*** Supplied passage Section Begins ***
Still, he said, this activism is nothing like what is happening in Europe, where mobs have burned down Jewish property and threatened worshipers in synagogues.

The graffiti on the Florida synagogue was amateurish, with the arms of the swastikas painted in the wrong direction.

The defacing of the synagogue has been considered “criminal mischief,” according to police reports.

“This is not Europe,” Segal said. “The concern is that as people use this inflammatory rhetoric” it will be translated into intimidation and violence.

So far there has been no violence, with only reports of shoving between pro-Palestinian and pro-Israel demonstrators in Los Angeles and Boston, Segal said. What is changing is that online rhetoric, unrestrained by the anonymity of the person posting it, “spilling over to the demonstrations,” he said.

The hashtag “#Hitler Was Right” and the slogan “Blaming Hamas for rockets is like blaming a woman for punching a rapist,” “We’re seeing that on the ground now,” he said.
*** Supplied passage Section Ends ***
*** Given information Section Begins ***
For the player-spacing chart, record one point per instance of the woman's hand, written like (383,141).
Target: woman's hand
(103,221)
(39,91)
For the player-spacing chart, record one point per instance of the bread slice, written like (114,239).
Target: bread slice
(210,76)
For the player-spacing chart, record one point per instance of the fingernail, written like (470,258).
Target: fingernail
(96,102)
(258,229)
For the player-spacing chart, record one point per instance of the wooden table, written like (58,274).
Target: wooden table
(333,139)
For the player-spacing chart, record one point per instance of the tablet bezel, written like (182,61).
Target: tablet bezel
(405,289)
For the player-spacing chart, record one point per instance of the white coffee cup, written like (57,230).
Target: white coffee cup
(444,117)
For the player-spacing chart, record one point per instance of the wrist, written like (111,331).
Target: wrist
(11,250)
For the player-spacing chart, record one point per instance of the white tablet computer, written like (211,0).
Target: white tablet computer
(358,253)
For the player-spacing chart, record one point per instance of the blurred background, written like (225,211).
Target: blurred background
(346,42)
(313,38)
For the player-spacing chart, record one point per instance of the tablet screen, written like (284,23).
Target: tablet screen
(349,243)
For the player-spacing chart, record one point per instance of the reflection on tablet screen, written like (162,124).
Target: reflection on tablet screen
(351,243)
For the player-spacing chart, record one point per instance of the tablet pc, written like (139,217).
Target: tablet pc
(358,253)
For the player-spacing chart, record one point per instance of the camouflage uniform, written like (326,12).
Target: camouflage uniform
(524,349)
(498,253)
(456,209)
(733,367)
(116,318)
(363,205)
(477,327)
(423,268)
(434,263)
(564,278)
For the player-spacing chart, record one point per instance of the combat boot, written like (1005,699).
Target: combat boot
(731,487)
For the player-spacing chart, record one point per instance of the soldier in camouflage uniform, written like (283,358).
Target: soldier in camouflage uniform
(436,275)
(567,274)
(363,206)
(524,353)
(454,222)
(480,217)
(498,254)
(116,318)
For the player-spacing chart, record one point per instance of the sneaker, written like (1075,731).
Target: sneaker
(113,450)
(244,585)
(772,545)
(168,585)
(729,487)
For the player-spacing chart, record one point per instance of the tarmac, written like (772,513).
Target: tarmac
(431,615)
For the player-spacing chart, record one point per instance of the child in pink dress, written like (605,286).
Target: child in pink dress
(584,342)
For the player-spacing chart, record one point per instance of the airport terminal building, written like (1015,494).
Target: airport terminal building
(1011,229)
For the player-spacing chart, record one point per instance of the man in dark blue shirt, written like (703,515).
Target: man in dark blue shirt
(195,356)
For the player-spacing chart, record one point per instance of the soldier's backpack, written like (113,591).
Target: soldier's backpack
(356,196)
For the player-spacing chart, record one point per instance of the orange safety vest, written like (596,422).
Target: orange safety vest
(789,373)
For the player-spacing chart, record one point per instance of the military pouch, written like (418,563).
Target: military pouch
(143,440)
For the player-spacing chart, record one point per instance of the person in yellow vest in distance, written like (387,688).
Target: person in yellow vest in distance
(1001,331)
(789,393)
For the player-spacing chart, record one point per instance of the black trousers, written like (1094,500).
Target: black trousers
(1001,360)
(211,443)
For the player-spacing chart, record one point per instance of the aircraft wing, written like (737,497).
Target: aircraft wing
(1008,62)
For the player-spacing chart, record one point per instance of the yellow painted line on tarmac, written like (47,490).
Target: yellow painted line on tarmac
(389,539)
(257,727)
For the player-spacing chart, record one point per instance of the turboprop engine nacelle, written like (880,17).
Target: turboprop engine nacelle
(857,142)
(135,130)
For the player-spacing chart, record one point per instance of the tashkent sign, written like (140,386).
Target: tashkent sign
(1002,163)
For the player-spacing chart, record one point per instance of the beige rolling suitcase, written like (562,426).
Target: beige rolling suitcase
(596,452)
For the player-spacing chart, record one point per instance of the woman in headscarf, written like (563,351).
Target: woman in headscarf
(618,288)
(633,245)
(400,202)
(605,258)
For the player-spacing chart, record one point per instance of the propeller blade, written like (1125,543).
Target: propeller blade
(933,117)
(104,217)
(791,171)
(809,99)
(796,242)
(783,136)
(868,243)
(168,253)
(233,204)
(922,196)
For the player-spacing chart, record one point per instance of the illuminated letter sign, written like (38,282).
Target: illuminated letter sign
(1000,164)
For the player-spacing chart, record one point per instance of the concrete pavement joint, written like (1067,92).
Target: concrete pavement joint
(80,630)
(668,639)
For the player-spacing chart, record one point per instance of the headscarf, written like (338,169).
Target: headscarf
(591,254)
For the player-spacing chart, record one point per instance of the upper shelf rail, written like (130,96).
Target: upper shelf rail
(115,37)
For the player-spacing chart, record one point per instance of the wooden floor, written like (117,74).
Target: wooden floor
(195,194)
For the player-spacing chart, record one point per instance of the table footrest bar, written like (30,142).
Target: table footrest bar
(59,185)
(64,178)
*** Given information Section Ends ***
--- What to do ---
According to the news excerpt, how did police reports classify the defacing of the Florida synagogue?

--- Answer box ---
As "criminal mischief."